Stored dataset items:
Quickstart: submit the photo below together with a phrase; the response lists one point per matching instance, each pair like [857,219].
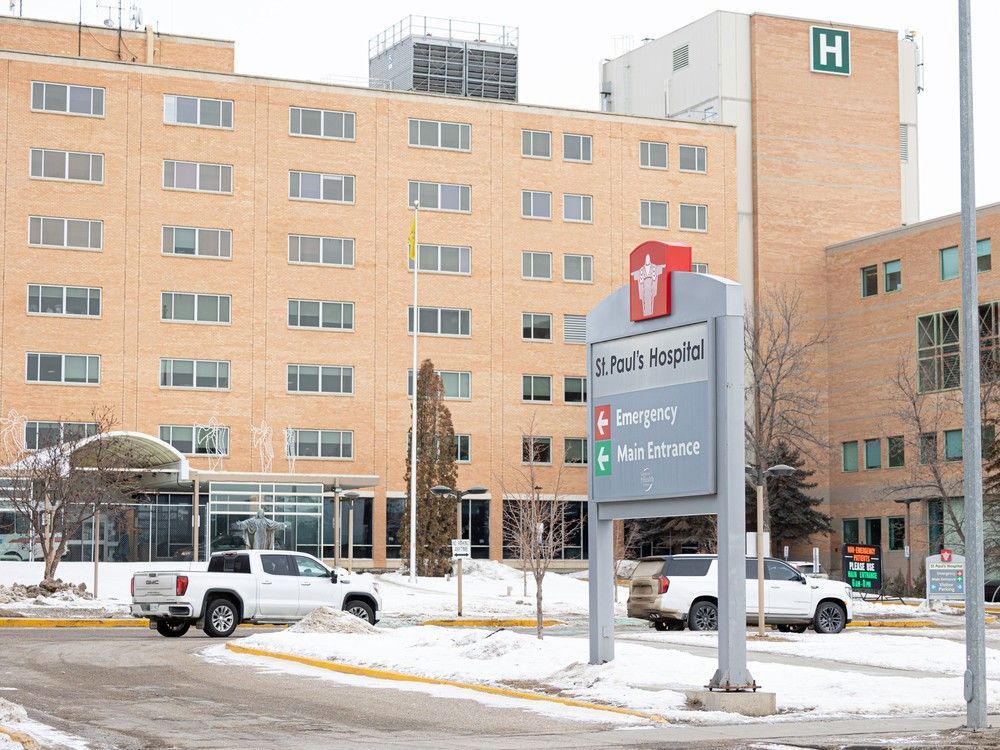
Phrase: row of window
[895,454]
[337,125]
[892,272]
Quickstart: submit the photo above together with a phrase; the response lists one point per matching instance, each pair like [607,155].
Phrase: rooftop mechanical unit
[443,56]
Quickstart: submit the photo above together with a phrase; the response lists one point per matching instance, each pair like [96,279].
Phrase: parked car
[678,590]
[806,569]
[254,586]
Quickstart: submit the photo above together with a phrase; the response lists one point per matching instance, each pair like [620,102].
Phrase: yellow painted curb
[28,743]
[492,623]
[383,674]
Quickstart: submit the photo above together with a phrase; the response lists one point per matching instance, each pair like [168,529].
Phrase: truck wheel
[704,615]
[358,608]
[172,629]
[830,618]
[220,618]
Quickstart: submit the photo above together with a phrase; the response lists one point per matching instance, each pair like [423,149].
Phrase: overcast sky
[562,44]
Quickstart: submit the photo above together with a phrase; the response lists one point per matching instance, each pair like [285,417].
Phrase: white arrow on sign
[602,423]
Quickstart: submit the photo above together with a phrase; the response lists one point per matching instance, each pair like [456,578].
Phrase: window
[204,178]
[694,217]
[873,531]
[73,369]
[578,268]
[873,453]
[949,263]
[575,451]
[536,144]
[897,532]
[893,276]
[984,260]
[536,204]
[64,300]
[938,365]
[536,388]
[536,450]
[73,234]
[574,329]
[193,110]
[443,259]
[578,208]
[315,186]
[457,384]
[897,451]
[75,166]
[928,448]
[576,147]
[47,434]
[850,455]
[681,57]
[210,374]
[442,321]
[575,390]
[433,134]
[463,448]
[536,327]
[321,123]
[693,158]
[869,281]
[71,100]
[319,443]
[188,307]
[305,313]
[439,196]
[205,440]
[336,379]
[850,526]
[652,155]
[198,241]
[952,445]
[321,251]
[536,265]
[653,214]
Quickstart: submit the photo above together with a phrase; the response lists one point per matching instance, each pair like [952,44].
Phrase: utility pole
[972,483]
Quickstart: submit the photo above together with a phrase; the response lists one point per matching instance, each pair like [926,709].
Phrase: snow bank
[330,620]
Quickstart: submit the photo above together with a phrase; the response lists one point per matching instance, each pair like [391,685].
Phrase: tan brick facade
[132,271]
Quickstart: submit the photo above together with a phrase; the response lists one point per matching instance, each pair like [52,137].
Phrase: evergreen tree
[435,466]
[794,517]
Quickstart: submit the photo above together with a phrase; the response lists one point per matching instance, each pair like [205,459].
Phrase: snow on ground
[489,589]
[641,677]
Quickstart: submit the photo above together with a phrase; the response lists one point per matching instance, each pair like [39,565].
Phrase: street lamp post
[351,496]
[780,470]
[442,491]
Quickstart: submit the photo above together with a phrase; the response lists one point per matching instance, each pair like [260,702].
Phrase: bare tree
[62,485]
[536,525]
[780,345]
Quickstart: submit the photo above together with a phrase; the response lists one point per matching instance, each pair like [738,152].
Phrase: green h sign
[831,50]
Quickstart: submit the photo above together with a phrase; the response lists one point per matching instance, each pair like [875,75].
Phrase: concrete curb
[497,622]
[25,741]
[384,674]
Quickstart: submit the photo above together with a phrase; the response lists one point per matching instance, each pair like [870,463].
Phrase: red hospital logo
[650,265]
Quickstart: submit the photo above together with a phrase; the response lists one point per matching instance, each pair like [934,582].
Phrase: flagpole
[413,427]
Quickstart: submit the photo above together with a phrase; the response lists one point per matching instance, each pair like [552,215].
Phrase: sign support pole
[975,628]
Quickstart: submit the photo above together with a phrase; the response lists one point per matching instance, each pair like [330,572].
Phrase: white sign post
[460,550]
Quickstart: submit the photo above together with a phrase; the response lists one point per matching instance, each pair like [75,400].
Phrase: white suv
[676,590]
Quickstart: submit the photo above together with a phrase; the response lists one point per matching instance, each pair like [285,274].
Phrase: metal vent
[575,329]
[681,57]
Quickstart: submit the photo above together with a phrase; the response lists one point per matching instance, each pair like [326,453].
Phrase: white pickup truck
[255,586]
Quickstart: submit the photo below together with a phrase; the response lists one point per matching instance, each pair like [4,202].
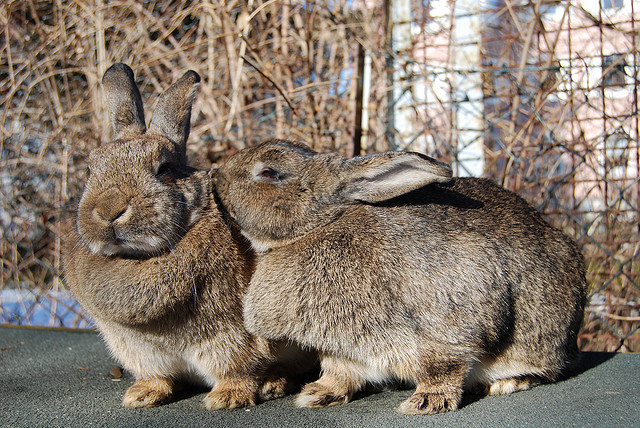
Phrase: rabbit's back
[466,266]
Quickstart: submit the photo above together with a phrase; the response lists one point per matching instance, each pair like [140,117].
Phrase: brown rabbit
[393,270]
[155,263]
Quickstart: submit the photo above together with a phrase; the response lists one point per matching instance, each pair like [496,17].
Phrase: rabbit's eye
[270,175]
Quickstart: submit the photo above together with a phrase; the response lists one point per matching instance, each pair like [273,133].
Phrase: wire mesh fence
[541,96]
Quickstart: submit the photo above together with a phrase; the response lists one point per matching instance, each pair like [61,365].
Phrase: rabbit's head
[141,197]
[279,190]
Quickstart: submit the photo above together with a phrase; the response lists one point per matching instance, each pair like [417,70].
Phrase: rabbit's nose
[111,207]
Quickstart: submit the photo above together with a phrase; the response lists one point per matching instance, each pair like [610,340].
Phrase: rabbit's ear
[123,101]
[383,176]
[172,116]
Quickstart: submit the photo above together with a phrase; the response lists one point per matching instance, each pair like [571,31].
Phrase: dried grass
[285,69]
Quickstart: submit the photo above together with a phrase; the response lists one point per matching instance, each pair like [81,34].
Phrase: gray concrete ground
[51,378]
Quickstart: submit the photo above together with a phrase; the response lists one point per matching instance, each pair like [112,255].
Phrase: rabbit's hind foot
[511,385]
[231,394]
[147,393]
[316,394]
[426,403]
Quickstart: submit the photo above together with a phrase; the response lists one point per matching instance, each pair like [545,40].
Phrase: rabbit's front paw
[317,395]
[228,395]
[273,388]
[511,385]
[422,403]
[147,393]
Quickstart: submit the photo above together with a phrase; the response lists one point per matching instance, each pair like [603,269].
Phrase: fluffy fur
[393,270]
[157,266]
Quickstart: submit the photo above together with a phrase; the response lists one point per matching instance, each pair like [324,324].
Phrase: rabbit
[396,272]
[157,266]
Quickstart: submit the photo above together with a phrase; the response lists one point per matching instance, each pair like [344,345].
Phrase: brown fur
[393,270]
[156,265]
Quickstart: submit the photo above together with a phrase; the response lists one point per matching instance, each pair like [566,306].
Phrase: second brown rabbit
[157,266]
[393,270]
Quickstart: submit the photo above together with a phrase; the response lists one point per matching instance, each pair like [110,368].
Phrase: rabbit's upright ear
[123,101]
[379,177]
[172,116]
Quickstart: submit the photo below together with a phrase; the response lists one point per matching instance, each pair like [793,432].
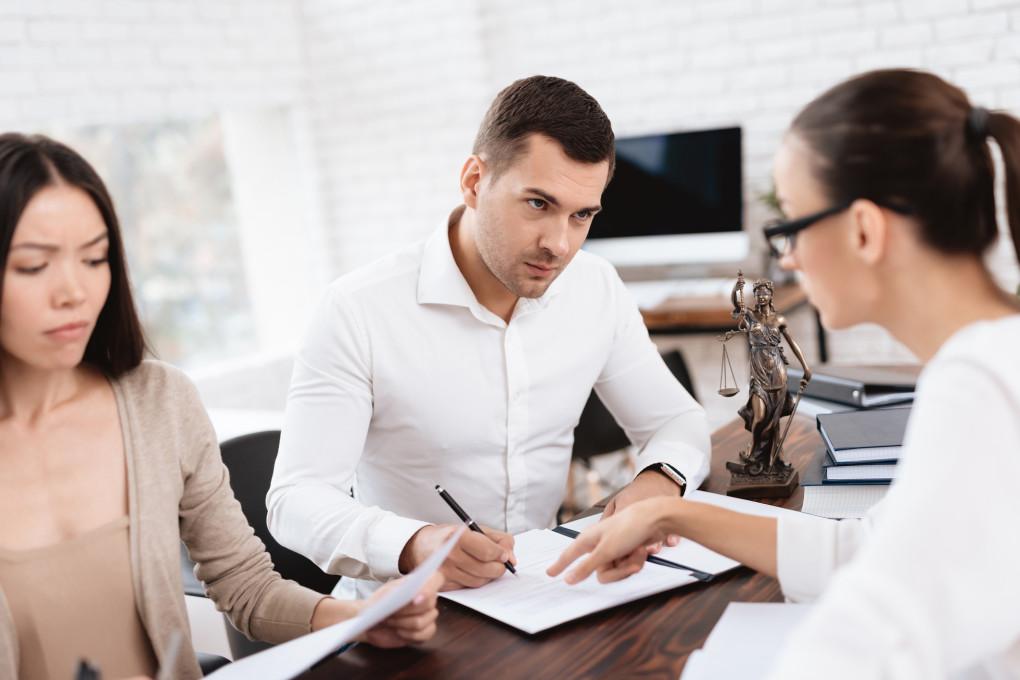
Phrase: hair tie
[977,123]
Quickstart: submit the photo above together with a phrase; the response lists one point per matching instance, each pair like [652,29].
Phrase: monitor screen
[684,182]
[674,200]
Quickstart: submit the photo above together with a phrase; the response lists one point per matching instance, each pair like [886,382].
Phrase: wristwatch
[672,473]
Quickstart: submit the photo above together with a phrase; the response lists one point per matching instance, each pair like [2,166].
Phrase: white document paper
[286,661]
[532,600]
[746,641]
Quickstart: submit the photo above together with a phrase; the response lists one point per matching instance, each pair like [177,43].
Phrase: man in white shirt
[465,361]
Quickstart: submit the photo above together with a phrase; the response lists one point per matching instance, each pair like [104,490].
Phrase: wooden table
[648,638]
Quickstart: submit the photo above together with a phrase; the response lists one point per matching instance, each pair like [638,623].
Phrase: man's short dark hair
[551,106]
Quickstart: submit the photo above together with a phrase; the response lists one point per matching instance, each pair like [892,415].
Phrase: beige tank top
[75,599]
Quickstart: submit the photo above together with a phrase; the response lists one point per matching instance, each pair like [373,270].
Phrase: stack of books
[853,469]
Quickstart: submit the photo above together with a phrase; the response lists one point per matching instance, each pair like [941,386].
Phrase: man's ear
[470,180]
[871,230]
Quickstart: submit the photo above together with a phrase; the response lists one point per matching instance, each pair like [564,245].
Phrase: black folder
[860,385]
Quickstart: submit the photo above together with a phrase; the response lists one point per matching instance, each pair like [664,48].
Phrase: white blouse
[927,584]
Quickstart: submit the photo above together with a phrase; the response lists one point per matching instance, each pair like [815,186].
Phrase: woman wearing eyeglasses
[889,182]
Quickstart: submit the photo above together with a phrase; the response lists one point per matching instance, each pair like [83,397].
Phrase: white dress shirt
[406,381]
[931,583]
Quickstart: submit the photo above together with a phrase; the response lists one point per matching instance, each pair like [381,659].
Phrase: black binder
[860,385]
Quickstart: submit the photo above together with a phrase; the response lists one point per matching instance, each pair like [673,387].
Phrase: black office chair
[250,460]
[598,432]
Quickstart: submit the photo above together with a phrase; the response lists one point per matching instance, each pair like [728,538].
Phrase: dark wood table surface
[648,638]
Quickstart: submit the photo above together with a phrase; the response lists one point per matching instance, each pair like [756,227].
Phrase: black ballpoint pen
[467,520]
[703,576]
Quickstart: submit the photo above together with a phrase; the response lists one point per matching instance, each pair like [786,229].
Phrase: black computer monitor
[674,198]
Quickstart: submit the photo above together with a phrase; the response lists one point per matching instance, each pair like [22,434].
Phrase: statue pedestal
[780,482]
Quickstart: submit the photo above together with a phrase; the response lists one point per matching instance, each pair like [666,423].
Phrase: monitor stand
[674,256]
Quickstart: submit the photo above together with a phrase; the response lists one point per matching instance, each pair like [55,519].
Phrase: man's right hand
[474,561]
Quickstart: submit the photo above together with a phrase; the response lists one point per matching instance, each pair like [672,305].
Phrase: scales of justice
[760,470]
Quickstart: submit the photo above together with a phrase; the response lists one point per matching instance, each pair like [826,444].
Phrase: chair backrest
[598,432]
[250,459]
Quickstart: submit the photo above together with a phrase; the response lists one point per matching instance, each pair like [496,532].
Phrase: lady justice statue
[761,472]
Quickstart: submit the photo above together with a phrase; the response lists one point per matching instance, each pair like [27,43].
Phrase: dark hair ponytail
[1005,129]
[907,137]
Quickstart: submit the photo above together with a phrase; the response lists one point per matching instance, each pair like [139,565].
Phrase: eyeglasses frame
[793,226]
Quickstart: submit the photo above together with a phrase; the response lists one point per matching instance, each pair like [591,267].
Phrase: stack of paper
[746,641]
[837,499]
[532,602]
[290,660]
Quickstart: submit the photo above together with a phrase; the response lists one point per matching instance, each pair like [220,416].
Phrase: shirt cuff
[385,543]
[806,555]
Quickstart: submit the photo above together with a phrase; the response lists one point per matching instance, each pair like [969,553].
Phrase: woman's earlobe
[870,230]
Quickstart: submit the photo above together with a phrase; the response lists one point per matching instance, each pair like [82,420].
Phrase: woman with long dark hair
[889,184]
[108,461]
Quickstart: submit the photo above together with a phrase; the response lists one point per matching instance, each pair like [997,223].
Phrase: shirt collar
[441,281]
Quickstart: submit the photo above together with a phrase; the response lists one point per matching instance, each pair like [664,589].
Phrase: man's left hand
[648,484]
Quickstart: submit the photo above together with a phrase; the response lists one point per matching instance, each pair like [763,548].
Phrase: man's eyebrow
[551,200]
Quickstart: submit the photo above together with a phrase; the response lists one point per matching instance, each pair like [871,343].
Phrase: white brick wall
[85,62]
[392,91]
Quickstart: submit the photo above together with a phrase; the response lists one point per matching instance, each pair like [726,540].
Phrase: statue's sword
[789,421]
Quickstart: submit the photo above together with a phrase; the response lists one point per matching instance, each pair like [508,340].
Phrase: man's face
[532,219]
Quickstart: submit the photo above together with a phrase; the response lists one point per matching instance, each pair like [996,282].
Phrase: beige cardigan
[177,488]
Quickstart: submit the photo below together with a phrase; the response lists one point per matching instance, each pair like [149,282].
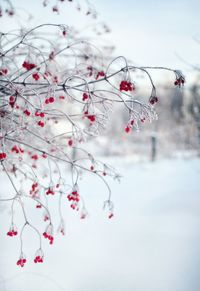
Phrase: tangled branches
[56,92]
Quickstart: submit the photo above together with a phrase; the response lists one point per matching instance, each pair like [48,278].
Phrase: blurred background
[152,242]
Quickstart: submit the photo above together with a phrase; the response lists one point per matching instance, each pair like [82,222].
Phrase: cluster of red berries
[153,100]
[90,70]
[21,262]
[36,76]
[3,72]
[50,191]
[100,74]
[126,86]
[28,66]
[17,150]
[129,126]
[27,112]
[49,100]
[2,156]
[179,81]
[85,96]
[41,123]
[38,259]
[34,189]
[75,198]
[12,100]
[34,157]
[91,117]
[39,114]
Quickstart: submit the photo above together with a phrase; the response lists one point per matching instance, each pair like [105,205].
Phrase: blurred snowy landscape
[151,244]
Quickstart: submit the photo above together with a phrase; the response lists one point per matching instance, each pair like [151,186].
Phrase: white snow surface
[151,244]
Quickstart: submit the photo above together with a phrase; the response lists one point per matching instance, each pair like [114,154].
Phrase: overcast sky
[150,32]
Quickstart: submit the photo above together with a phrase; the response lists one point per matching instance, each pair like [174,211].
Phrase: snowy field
[151,244]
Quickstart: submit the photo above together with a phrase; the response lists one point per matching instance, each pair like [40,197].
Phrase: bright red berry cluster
[2,156]
[75,198]
[49,100]
[38,259]
[100,74]
[179,81]
[28,66]
[50,191]
[12,231]
[85,96]
[21,262]
[49,237]
[153,100]
[3,72]
[126,86]
[36,76]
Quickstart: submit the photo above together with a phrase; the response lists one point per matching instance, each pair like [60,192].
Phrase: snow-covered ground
[151,244]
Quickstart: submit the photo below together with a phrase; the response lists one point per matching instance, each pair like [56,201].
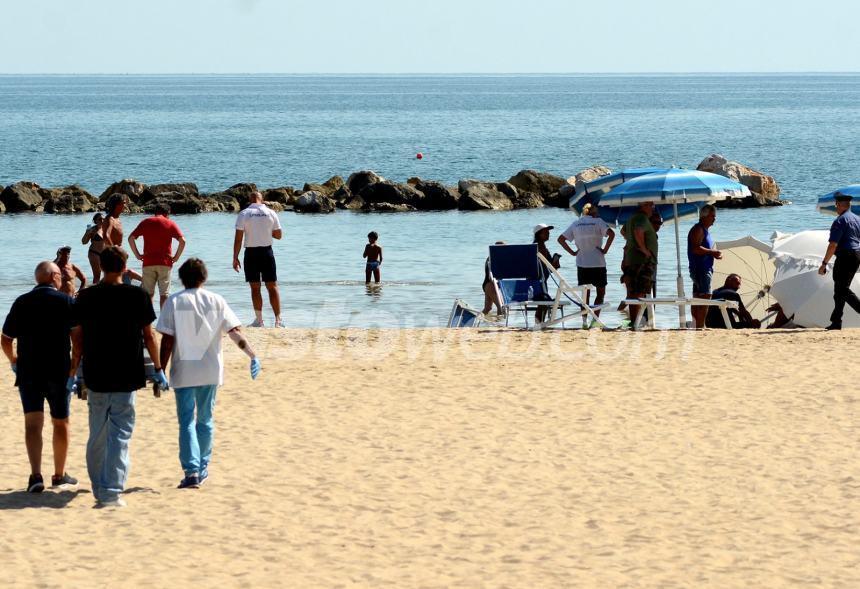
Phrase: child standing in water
[373,253]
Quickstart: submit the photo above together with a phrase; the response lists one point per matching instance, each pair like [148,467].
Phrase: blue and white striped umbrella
[677,189]
[827,203]
[675,186]
[590,192]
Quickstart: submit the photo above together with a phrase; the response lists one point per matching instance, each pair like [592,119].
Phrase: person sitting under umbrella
[740,318]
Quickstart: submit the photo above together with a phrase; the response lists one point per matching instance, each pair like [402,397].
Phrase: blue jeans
[195,435]
[111,426]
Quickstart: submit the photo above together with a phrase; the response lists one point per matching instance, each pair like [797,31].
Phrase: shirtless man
[69,272]
[112,226]
[373,253]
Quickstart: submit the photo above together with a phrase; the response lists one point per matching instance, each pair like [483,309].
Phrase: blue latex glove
[161,380]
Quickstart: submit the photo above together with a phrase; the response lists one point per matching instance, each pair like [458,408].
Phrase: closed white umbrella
[806,245]
[750,259]
[805,296]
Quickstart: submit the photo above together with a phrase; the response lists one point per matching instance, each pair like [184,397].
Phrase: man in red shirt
[158,233]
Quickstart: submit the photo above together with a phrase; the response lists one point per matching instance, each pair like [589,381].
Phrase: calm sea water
[277,130]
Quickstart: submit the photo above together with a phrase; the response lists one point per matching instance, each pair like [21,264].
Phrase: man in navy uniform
[845,244]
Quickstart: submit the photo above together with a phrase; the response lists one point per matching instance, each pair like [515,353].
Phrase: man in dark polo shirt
[41,321]
[845,244]
[114,323]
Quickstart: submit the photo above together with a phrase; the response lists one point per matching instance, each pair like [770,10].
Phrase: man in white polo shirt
[258,225]
[191,324]
[588,233]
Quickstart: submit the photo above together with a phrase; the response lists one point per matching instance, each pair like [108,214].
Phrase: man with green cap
[845,245]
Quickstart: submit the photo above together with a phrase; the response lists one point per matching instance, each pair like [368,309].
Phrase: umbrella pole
[682,310]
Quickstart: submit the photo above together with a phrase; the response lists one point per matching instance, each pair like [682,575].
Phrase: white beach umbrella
[806,245]
[750,259]
[805,296]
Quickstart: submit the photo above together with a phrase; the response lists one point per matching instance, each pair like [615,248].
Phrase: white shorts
[153,275]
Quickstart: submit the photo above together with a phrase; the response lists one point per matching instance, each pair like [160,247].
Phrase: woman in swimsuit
[94,235]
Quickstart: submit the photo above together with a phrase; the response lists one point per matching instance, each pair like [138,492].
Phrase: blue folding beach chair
[515,269]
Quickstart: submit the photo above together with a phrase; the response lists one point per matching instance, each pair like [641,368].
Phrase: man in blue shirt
[701,253]
[845,244]
[41,320]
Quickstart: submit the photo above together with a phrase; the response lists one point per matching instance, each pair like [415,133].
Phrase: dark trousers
[844,269]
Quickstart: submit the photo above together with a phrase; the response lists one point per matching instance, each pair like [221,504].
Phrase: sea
[278,130]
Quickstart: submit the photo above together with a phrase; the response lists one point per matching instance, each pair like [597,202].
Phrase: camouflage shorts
[641,277]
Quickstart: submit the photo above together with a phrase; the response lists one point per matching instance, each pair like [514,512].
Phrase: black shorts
[641,277]
[33,399]
[593,276]
[260,265]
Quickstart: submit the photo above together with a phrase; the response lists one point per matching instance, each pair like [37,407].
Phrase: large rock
[539,183]
[562,198]
[486,196]
[342,195]
[180,204]
[765,191]
[328,188]
[22,197]
[354,203]
[388,207]
[240,193]
[153,191]
[391,193]
[359,180]
[130,188]
[437,196]
[285,195]
[71,199]
[314,202]
[527,200]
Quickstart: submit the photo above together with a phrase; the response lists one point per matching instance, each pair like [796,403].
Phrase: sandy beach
[443,458]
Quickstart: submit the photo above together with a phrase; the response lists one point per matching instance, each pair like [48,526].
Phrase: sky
[430,36]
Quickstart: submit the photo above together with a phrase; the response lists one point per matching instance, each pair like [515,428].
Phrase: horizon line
[475,74]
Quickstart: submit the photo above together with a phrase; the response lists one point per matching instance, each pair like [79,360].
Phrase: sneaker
[111,504]
[35,484]
[190,482]
[63,482]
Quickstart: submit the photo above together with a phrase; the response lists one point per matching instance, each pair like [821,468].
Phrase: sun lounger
[566,292]
[651,303]
[515,269]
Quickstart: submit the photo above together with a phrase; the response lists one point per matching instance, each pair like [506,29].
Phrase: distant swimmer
[112,226]
[69,272]
[373,253]
[94,235]
[256,227]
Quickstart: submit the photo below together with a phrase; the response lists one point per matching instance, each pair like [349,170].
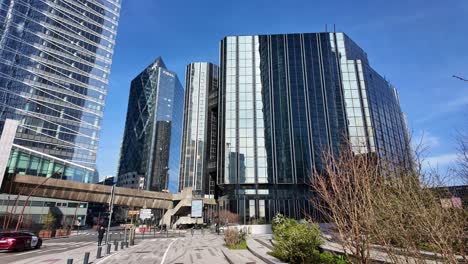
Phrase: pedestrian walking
[101,232]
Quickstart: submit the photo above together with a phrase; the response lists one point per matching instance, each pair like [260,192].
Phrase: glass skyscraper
[200,128]
[150,152]
[55,60]
[283,100]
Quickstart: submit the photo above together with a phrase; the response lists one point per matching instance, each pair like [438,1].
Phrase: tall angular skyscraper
[55,60]
[283,100]
[199,144]
[150,152]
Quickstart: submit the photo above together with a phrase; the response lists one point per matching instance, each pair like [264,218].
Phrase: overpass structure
[96,193]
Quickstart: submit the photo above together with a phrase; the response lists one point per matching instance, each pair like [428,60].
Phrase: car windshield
[9,234]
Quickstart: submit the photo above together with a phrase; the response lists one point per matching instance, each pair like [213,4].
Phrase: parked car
[16,241]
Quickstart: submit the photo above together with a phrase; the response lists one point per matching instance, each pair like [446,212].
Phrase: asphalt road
[51,246]
[61,245]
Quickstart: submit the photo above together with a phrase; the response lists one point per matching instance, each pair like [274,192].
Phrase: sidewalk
[199,249]
[76,254]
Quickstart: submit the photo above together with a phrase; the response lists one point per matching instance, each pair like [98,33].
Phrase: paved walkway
[198,249]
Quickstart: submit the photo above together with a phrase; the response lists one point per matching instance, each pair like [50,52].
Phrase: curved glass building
[55,61]
[283,100]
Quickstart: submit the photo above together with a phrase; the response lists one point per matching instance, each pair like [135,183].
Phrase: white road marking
[41,251]
[167,250]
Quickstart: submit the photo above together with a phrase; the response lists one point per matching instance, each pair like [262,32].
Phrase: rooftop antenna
[460,78]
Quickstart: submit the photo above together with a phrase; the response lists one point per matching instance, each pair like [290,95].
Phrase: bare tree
[344,197]
[375,205]
[462,170]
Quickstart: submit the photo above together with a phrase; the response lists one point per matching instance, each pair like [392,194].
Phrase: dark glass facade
[150,152]
[283,100]
[55,60]
[200,128]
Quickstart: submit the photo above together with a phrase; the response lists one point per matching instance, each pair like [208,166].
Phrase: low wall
[255,229]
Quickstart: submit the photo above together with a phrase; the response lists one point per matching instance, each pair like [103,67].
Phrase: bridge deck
[88,192]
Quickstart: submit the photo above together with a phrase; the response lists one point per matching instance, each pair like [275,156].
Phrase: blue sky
[418,45]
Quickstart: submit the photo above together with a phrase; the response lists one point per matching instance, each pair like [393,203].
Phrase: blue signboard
[197,208]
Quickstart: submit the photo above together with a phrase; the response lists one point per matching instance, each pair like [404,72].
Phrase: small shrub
[235,239]
[299,242]
[48,221]
[296,243]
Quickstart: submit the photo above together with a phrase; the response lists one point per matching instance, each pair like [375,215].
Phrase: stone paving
[198,249]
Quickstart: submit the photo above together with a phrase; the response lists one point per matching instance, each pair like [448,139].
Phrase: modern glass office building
[198,148]
[55,60]
[283,100]
[150,152]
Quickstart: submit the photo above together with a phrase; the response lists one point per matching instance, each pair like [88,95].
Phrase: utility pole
[111,208]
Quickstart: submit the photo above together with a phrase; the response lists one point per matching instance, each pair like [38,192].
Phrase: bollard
[86,259]
[98,255]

### Your goal
Give back exactly the lines running from the line containing "pair like [404,72]." through the end of the material above, both included, and nothing beyond them.

### Solution to this exercise
Quickstart: submit the photo above together with a phrase; the response lists one point per matching instance, each pair like [404,72].
Phrase: small shrub
[235,239]
[299,242]
[48,221]
[296,243]
Quickstart: submit the photo above together with a phrase; the response lists one point per matching instance, each pair like [375,215].
Phrase: stone paving
[198,249]
Quickstart: submit the photo above together with a phrase; the response lists one point per matching instance, each pair like [448,139].
Phrase: modern glass office building
[198,148]
[55,60]
[283,100]
[150,152]
Quickstart: submit the photo above together with a phrase; the response lists one point per matching instance, each pair like [88,95].
Phrase: utility pole
[111,208]
Quickstart: submit the photo above together with a phrase; the response lists one point per matching instance, each pair like [38,192].
Phrase: bollard
[86,259]
[98,255]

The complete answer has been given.